● TEXT TO READ:
# # # # # # #
The bankruptcy court clearly has the power in the first instance to determine whether it has jurisdiction to proceed. Chicot Co. Drainage Dist. v. Baxter State Bank, 308 U.S. 371, 376-77, 60 S.Ct. 317, 319-20, 84 L.Ed. 329 (1940); United States v. United Mine Workers, 330 U.S. 258, 292 n. 57, 67 S.Ct. 677, 695 n. 57, 91 L.Ed. 884 (1947); Monte Vista Lodge v. Guardian Life Ins. Co. of America, 384 F.2d 126, 129 (9th Cir.), cert. denied, 390 U.S. 950, 88 S.Ct. 1041, 19 L.Ed.2d 1142 (1967); In re Dolly Madison Industries, Inc., 326 F. Supp. 441 (E.D.Pa. 1971). In Chicot, the Court stated that "lower federal courts are all courts of limited jurisdiction . . . . But none the less they are courts with authority . . . to determine whether or not they have jurisdiction to entertain the cause and for this purpose to construe and apply the statute under which they are asked to act." 308 U.S. at 376, 60 S.Ct. at 319. In United Mine Workers, the Court similarly stated that federal courts have jurisdiction to determine jurisdiction and "may either have to determine the facts . . . or the law, as whether the case alleged arises under a law of the United States." 330 U.S. at 292-93 n. 57, 67 S.Ct. at 695 n. 57. And it is equally clear that a court may allow or order discovery to aid in determining whether it has jurisdiction. Wells Fargo Co. v. Wells Fargo Exp. Co., 556 F.2d 406, 430 n. 24 (9th Cir. 1977) (citing cases).
# # # # # # #
● ROWS:
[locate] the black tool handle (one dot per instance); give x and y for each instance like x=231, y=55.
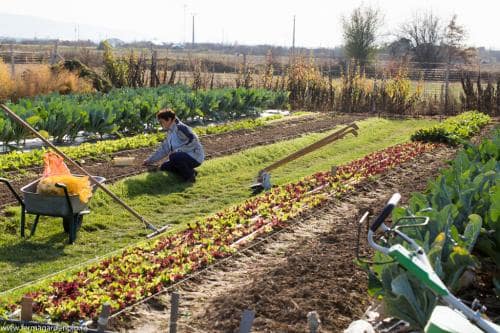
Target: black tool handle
x=393, y=201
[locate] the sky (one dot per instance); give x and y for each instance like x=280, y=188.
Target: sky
x=318, y=23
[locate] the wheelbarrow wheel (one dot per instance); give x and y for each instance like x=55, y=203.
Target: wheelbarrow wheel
x=68, y=220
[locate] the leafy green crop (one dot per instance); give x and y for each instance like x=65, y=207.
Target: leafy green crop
x=465, y=215
x=132, y=111
x=454, y=130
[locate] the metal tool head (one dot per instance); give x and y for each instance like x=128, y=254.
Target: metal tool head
x=158, y=231
x=263, y=183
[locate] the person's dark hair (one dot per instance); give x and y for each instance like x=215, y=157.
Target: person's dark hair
x=165, y=114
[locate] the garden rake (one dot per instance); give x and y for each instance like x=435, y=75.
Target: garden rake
x=263, y=181
x=148, y=225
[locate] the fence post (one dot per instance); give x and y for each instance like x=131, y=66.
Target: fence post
x=246, y=321
x=313, y=321
x=174, y=312
x=12, y=61
x=53, y=57
x=446, y=88
x=102, y=322
x=27, y=308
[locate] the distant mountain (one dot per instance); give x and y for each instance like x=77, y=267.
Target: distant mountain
x=23, y=26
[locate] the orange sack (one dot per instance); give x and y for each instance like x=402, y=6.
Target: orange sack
x=56, y=171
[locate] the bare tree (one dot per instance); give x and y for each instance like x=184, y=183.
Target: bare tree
x=454, y=40
x=425, y=33
x=360, y=33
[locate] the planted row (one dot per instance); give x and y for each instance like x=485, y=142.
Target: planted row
x=19, y=160
x=454, y=130
x=142, y=270
x=132, y=111
x=465, y=217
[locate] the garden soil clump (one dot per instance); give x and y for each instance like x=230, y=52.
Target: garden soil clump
x=215, y=145
x=306, y=267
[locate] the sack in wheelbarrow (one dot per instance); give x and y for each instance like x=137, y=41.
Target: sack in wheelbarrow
x=56, y=171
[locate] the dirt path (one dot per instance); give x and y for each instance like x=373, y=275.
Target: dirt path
x=308, y=267
x=215, y=145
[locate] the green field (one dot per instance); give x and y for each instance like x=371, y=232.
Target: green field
x=162, y=199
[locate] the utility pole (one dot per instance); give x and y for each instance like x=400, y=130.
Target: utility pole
x=192, y=42
x=184, y=32
x=293, y=38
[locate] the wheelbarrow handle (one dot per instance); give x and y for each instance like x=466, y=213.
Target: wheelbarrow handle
x=11, y=188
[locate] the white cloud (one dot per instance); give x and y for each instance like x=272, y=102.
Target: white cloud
x=251, y=22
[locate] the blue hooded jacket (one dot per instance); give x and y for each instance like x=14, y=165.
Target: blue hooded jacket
x=180, y=138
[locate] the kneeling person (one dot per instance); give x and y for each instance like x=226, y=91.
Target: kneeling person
x=181, y=146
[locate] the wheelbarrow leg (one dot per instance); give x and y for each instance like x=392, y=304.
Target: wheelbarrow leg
x=33, y=228
x=74, y=226
x=23, y=220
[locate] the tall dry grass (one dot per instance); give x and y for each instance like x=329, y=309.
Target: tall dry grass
x=39, y=81
x=6, y=83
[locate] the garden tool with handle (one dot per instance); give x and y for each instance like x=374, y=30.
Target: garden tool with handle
x=146, y=223
x=455, y=317
x=263, y=181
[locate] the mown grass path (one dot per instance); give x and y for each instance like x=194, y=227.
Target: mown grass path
x=162, y=199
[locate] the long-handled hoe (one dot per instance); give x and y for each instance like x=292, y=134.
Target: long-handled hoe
x=148, y=225
x=263, y=181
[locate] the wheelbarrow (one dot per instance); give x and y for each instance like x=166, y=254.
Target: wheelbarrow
x=69, y=206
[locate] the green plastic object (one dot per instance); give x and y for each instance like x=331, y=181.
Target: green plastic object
x=411, y=263
x=446, y=320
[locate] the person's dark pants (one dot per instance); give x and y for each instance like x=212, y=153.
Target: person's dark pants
x=182, y=164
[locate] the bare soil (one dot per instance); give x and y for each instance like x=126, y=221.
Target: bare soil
x=307, y=267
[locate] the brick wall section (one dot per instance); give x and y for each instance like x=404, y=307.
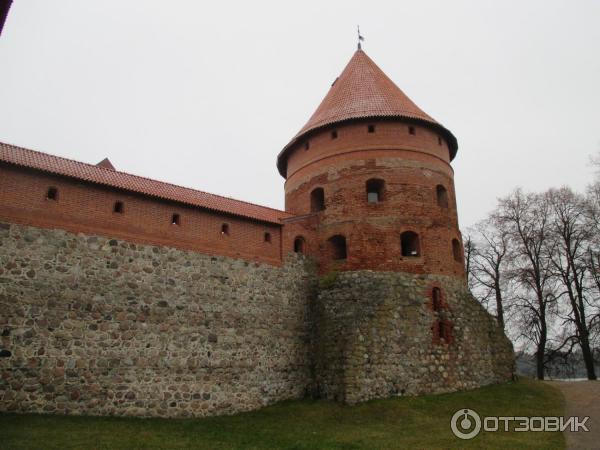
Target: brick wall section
x=409, y=202
x=85, y=207
x=106, y=326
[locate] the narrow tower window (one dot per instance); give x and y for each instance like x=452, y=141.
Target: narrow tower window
x=436, y=299
x=409, y=242
x=52, y=193
x=337, y=247
x=118, y=208
x=442, y=196
x=299, y=244
x=375, y=190
x=317, y=200
x=456, y=251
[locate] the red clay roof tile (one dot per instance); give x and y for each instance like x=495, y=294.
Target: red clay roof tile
x=109, y=177
x=363, y=90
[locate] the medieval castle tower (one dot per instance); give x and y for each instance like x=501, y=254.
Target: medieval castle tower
x=124, y=295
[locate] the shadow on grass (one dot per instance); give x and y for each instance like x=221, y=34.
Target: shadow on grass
x=409, y=422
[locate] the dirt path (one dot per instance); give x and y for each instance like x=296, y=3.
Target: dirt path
x=582, y=399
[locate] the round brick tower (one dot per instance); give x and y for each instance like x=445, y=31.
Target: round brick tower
x=371, y=192
x=372, y=172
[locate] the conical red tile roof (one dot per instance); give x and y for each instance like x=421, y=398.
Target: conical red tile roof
x=363, y=91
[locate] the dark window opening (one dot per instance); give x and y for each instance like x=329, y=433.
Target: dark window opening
x=375, y=190
x=337, y=247
x=443, y=331
x=317, y=200
x=52, y=194
x=436, y=299
x=118, y=208
x=299, y=244
x=442, y=196
x=409, y=241
x=456, y=251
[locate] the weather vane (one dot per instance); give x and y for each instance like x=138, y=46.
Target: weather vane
x=360, y=37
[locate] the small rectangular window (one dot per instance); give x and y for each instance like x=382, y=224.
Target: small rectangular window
x=52, y=194
x=118, y=208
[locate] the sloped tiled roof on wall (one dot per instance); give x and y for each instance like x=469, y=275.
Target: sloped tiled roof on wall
x=108, y=177
x=363, y=90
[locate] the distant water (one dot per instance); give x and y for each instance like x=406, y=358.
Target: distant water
x=566, y=379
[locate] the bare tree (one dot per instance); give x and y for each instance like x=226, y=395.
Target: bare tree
x=488, y=258
x=525, y=217
x=572, y=237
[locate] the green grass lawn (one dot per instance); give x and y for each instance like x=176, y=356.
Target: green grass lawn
x=409, y=422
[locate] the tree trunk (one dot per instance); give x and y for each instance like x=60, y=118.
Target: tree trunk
x=499, y=307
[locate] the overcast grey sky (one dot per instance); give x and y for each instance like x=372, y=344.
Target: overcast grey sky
x=205, y=94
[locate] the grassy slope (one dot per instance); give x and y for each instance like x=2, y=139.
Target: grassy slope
x=411, y=422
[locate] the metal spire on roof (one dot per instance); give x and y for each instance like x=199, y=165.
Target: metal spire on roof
x=360, y=38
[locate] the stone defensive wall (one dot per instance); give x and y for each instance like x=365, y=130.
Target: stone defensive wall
x=104, y=326
x=381, y=334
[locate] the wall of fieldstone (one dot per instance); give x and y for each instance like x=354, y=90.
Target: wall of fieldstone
x=375, y=337
x=103, y=326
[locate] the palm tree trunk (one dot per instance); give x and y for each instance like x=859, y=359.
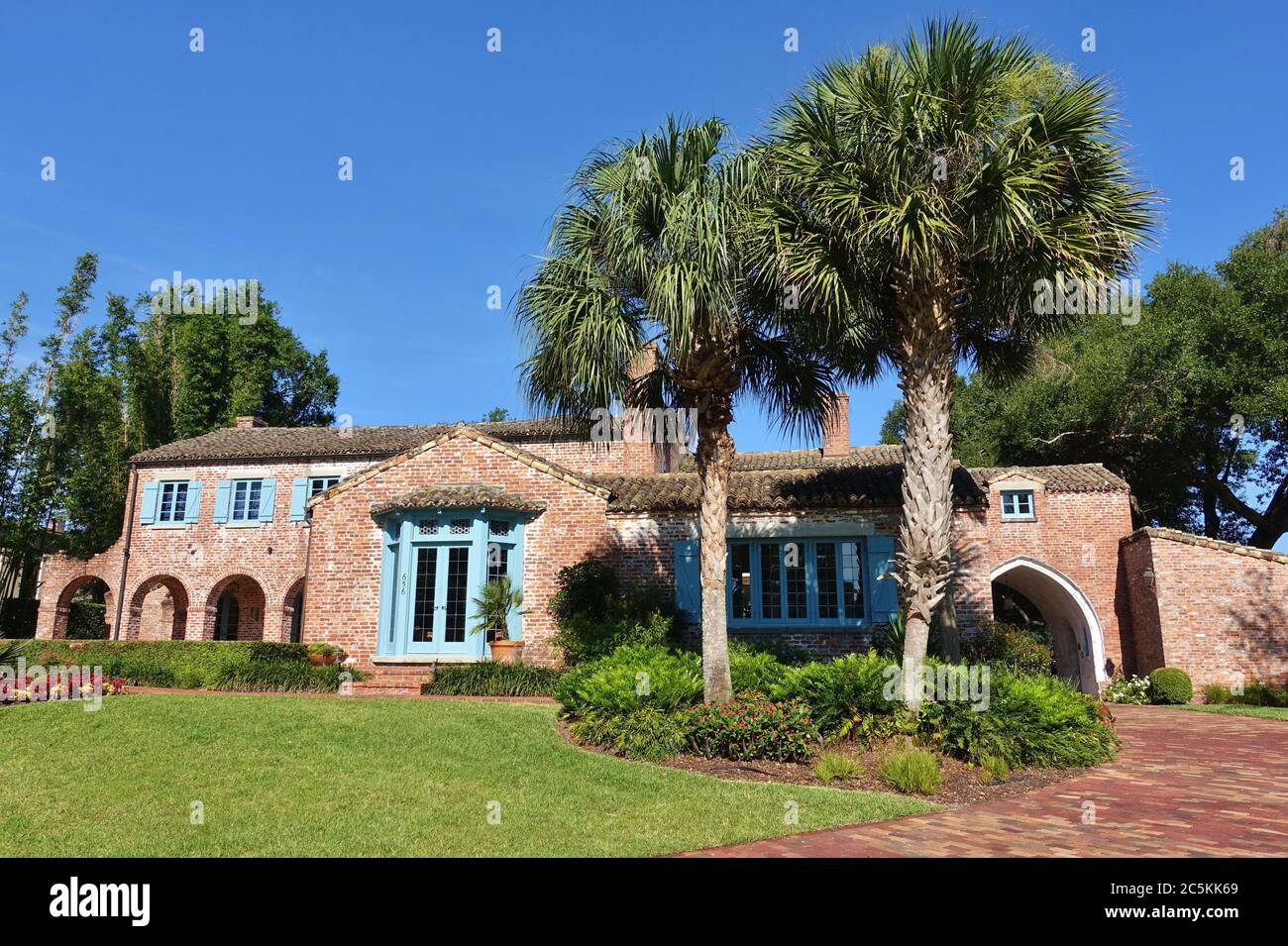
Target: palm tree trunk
x=925, y=376
x=715, y=463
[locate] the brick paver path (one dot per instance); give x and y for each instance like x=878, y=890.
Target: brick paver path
x=1185, y=784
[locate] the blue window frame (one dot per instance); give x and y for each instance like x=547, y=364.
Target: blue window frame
x=246, y=499
x=434, y=563
x=797, y=580
x=318, y=484
x=1018, y=503
x=172, y=502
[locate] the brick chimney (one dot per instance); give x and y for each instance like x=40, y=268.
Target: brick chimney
x=836, y=428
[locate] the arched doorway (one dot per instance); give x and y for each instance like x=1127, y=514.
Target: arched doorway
x=159, y=610
x=84, y=609
x=235, y=610
x=1077, y=640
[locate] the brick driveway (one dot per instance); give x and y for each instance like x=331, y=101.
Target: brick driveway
x=1185, y=784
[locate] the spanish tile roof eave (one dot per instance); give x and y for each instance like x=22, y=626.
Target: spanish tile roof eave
x=515, y=454
x=335, y=443
x=1203, y=542
x=458, y=494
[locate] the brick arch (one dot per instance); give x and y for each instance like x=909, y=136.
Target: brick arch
x=288, y=610
x=63, y=606
x=162, y=618
x=1076, y=631
x=249, y=594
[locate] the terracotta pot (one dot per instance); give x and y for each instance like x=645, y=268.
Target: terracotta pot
x=507, y=652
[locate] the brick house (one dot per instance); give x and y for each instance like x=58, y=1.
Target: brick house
x=376, y=538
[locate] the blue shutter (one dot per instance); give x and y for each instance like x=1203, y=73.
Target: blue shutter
x=149, y=507
x=299, y=495
x=688, y=588
x=267, y=494
x=192, y=508
x=223, y=491
x=885, y=591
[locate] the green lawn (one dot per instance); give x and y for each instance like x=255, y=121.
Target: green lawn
x=303, y=775
x=1236, y=709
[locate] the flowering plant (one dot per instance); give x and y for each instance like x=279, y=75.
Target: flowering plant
x=752, y=727
x=1127, y=690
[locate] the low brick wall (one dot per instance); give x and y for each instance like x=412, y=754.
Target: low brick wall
x=1215, y=609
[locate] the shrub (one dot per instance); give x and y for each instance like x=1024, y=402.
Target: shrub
x=995, y=769
x=630, y=679
x=911, y=771
x=595, y=615
x=837, y=691
x=647, y=734
x=625, y=620
x=86, y=620
x=490, y=679
x=583, y=588
x=836, y=766
x=1170, y=684
x=1031, y=719
x=1252, y=695
x=1005, y=645
x=1127, y=690
x=752, y=727
x=261, y=666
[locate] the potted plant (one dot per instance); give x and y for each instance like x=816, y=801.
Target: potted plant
x=492, y=609
x=323, y=653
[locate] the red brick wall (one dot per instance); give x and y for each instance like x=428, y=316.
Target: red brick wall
x=343, y=605
x=610, y=457
x=1076, y=534
x=196, y=562
x=1215, y=610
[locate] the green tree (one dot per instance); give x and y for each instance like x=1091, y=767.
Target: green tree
x=649, y=254
x=30, y=494
x=1189, y=405
x=918, y=197
x=99, y=396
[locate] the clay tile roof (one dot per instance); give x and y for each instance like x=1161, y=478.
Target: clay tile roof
x=807, y=459
x=823, y=486
x=1070, y=477
x=265, y=443
x=443, y=494
x=867, y=476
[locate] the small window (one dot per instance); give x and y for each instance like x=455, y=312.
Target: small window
x=320, y=484
x=1018, y=503
x=172, y=502
x=245, y=506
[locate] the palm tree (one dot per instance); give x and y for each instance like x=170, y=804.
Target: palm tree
x=648, y=257
x=915, y=198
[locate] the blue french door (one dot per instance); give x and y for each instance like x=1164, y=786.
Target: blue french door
x=437, y=600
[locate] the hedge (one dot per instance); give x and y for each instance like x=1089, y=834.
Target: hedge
x=256, y=666
x=490, y=679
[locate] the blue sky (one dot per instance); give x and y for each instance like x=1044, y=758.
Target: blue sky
x=223, y=163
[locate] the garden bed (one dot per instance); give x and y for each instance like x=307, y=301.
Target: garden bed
x=962, y=784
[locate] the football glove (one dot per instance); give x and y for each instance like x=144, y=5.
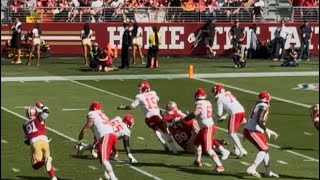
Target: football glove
x=271, y=134
x=131, y=158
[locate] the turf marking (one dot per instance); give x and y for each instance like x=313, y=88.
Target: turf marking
x=15, y=170
x=207, y=164
x=225, y=130
x=282, y=162
x=80, y=109
x=74, y=140
x=161, y=76
x=306, y=133
x=254, y=93
x=92, y=167
x=244, y=163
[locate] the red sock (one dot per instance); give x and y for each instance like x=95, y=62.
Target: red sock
x=51, y=172
x=38, y=165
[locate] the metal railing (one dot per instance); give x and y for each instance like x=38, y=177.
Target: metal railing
x=148, y=14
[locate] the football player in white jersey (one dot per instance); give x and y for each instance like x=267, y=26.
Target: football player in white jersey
x=228, y=103
x=202, y=113
x=254, y=132
x=315, y=115
x=104, y=134
x=148, y=101
x=122, y=129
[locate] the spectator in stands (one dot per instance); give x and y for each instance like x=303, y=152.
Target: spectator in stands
x=235, y=34
x=154, y=42
x=281, y=35
x=101, y=60
x=305, y=32
x=126, y=43
x=85, y=36
x=209, y=31
x=16, y=40
x=239, y=57
x=97, y=8
x=36, y=43
x=290, y=57
x=136, y=43
x=258, y=10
# # # # # # #
● EXERCISE DIRECTIONS: Resume the passage on the bankruptcy court's power to determine its own jurisdiction, starting after its last sentence.

● ANSWER TO THIS TASK:
Thus, VCDC's argument that the court lacked jurisdiction to enter default is without merit. The Bankruptcy Judge properly construed and applied the bankruptcy statute and rules in determining the contested jurisdictional issue. Bankruptcy Rule 115(a) requires that a court "shall determine the issues of a contested petition at the earliest practicable time and adjudicate the debtor a bankrupt, dismiss the case, or enter such other order as may be appropriate." Under this rule and the reasoning of the prior authorities, the bankruptcy court was the proper forum to determine the jurisdictional objections lodged as an affirmative defense to the involuntary petition.
II. Rule 37 Default Sanctions
VCDC deliberately and obstinately refused to cooperate with discovery requests and court orders relevant to the jurisdictional issue. The bankruptcy court, faced with an obstreperous alleged bankrupt, unequivocally had the power to apply Fed.R.Civ.P. 37 sanctions for obstruction of discovery. Bankruptcy Rule 121 provides, inter alia, that Bankruptcy Rule 737 applies to contested petitions and makes clear that references in the Federal Rules of Civil Procedure to complaints shall be read as references to a petition. Rule 737 incorporates Rule 37 of the Federal Rules of Civil Procedure.
Rule 37 provides for, inter alia, the entering of a judgment by default for the failure of a party to attend a properly noticed deposition or serve answers to interrogatories or respond to requests for inspection of documents.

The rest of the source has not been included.